Dataset:

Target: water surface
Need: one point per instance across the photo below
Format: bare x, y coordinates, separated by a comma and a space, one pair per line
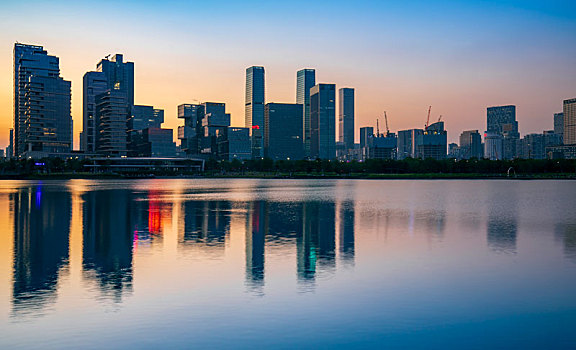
287, 264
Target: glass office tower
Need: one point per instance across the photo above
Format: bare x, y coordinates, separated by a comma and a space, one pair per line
305, 80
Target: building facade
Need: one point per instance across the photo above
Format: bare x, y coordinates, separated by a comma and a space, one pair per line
346, 117
365, 133
492, 146
283, 131
234, 143
38, 86
94, 84
432, 142
111, 128
501, 120
254, 113
305, 80
152, 142
213, 119
323, 121
190, 131
559, 125
570, 122
119, 75
470, 145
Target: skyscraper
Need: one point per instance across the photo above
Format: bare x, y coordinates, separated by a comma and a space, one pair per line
432, 142
190, 131
501, 120
570, 122
94, 83
119, 75
111, 125
254, 114
42, 120
305, 80
365, 133
323, 121
346, 117
283, 131
471, 144
559, 125
213, 121
146, 138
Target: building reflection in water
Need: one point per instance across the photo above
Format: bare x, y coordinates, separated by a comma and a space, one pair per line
41, 245
256, 229
108, 233
150, 215
115, 221
206, 225
347, 245
316, 243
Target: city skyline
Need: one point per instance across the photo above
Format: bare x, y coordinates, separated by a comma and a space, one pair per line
535, 75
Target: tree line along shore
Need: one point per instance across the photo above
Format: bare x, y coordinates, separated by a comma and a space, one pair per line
267, 168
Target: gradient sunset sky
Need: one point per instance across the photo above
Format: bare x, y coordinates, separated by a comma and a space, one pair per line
401, 56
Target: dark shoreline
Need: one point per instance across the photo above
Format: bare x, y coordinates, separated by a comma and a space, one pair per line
425, 176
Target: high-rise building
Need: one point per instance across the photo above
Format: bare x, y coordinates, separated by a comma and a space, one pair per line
365, 133
407, 143
570, 122
323, 121
119, 75
498, 118
346, 117
190, 131
111, 128
559, 124
234, 143
254, 114
381, 147
492, 146
431, 142
143, 117
213, 120
94, 83
42, 119
152, 142
470, 145
305, 80
283, 131
10, 148
502, 120
146, 138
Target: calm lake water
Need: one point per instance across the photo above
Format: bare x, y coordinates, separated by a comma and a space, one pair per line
164, 264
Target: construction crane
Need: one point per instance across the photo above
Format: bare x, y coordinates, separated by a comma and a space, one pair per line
428, 119
387, 129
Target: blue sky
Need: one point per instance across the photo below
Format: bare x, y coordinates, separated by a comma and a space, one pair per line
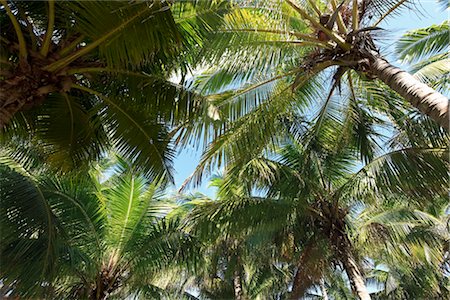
426, 13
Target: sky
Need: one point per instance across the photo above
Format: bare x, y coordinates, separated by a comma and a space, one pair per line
426, 13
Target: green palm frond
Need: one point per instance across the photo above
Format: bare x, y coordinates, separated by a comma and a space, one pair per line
415, 172
418, 43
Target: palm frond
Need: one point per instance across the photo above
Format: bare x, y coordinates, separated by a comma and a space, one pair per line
419, 43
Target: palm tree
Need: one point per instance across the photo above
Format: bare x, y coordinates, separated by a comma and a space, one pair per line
235, 263
91, 237
82, 76
415, 268
269, 70
318, 187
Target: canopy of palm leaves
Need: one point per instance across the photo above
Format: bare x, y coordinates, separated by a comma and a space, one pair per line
84, 76
89, 237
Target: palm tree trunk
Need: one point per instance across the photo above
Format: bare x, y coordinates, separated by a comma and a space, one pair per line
323, 289
237, 284
308, 271
420, 95
353, 272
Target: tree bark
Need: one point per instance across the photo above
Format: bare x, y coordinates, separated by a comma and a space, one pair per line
353, 271
237, 284
308, 272
427, 100
323, 289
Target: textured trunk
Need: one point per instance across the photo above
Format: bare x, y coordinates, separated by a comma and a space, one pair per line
308, 271
421, 96
237, 284
323, 289
353, 271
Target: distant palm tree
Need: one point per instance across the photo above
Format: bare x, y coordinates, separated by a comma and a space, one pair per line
95, 75
416, 268
235, 264
89, 237
263, 44
311, 191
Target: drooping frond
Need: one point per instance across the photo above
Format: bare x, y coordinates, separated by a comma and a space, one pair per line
417, 44
415, 172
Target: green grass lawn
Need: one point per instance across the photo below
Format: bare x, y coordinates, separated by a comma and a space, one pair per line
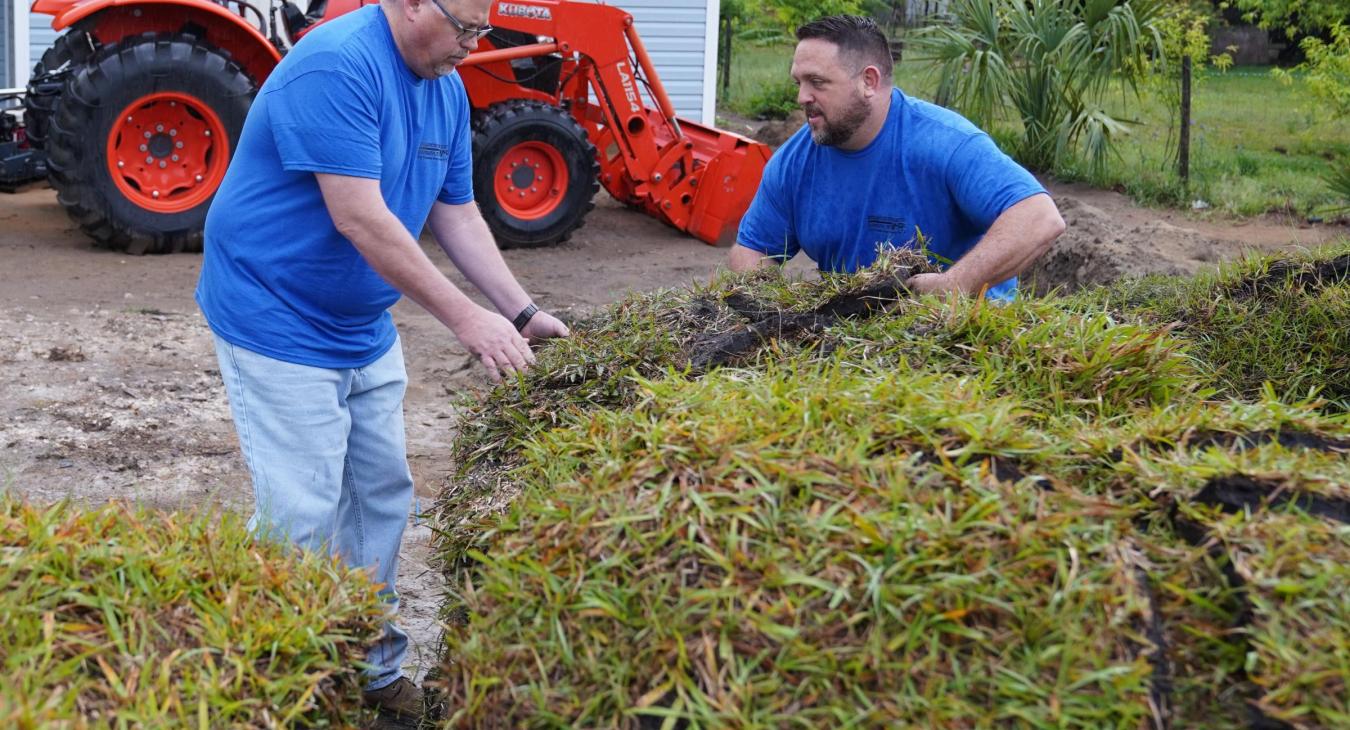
1256, 145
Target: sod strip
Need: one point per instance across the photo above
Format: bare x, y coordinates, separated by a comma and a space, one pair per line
123, 617
1291, 572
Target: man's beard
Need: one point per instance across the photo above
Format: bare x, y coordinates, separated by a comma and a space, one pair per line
833, 134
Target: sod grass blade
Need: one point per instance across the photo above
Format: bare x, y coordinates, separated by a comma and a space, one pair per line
120, 617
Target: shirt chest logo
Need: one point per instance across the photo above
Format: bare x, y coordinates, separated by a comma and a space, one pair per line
886, 224
429, 150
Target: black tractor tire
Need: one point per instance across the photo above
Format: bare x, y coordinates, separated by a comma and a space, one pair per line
72, 49
88, 120
555, 196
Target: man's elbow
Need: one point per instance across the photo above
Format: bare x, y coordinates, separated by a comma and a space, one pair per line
744, 258
1050, 226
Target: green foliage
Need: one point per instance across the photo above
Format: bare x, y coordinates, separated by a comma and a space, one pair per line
774, 101
1326, 70
126, 618
949, 513
1053, 61
1338, 181
1295, 15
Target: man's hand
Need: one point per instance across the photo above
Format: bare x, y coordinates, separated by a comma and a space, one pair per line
494, 342
933, 284
543, 327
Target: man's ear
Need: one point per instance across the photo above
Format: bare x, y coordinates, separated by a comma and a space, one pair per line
871, 80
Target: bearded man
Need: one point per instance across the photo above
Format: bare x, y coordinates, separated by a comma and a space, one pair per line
876, 169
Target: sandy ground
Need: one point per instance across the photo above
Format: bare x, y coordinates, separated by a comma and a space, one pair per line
111, 389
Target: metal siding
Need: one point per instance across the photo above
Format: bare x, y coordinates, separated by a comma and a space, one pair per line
674, 34
41, 37
8, 74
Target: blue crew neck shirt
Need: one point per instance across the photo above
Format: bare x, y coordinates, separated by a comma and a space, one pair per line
277, 277
928, 172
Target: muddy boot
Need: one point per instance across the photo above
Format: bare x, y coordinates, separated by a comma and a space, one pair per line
398, 706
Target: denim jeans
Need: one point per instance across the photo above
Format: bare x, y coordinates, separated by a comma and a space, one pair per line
330, 467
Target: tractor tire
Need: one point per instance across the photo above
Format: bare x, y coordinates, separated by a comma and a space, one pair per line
142, 136
535, 173
72, 49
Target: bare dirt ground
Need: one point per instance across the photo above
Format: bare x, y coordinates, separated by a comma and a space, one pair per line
111, 389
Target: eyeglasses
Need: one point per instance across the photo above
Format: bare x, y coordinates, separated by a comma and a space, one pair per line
465, 33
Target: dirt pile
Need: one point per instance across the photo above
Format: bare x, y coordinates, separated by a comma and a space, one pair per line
1098, 248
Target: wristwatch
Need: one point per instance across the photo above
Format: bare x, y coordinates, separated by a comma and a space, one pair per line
523, 319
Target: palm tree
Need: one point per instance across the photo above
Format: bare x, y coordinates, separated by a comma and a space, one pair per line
1050, 62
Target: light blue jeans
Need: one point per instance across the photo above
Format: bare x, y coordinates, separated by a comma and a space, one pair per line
330, 467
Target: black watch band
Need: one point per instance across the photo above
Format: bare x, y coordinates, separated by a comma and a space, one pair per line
523, 319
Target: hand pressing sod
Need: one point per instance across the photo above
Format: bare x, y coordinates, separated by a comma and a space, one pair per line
497, 344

Exercise aim: In the entries above, find the line containing "Target: light blue jeans". Set down that line and every line after it through the last one, exactly and alone.

Solution to this exercise:
Target: light blue jeans
Need: one point per instance across the photo above
Format: bare x, y coordinates, separated by a comma and a space, one pair per line
330, 467
Target: black watch band
Need: one point per instance across the photo above
Format: bare x, y coordinates, separated by a comma and a space, one pair per line
523, 319
Target: hand pressing sod
Need: one point per instance across the photo above
Format: bare x, y coordinates, separated by a comma and a space, one pair per line
497, 344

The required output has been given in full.